[[ Material for this task open ]]
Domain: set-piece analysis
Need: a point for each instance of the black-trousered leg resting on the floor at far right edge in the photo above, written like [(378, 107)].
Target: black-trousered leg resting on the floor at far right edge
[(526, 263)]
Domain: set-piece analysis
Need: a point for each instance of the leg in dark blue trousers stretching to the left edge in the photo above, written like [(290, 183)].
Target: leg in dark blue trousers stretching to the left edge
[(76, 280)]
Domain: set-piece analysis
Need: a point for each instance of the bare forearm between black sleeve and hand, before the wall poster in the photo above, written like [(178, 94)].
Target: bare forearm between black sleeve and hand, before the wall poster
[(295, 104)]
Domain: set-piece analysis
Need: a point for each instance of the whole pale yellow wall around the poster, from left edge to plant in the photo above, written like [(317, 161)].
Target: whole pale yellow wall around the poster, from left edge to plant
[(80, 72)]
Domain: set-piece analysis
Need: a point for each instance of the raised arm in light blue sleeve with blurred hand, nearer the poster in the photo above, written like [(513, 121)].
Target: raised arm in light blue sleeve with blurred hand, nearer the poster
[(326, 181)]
[[ Material for this task closed ]]
Problem:
Your answer must be the line containing "Target: whole pale" and every line after it through the end of the records above, reproduced exactly and alone.

Final answer:
Target: whole pale yellow wall around the poster, from left edge to plant
[(80, 72)]
Domain: set-piece analysis
Need: a point for each instance of the raised arm in light blue sleeve with blurred hand, nearer the poster in the photo above, written like [(513, 121)].
Target: raised arm in light blue sleeve with blurred hand, nearer the poster
[(326, 181)]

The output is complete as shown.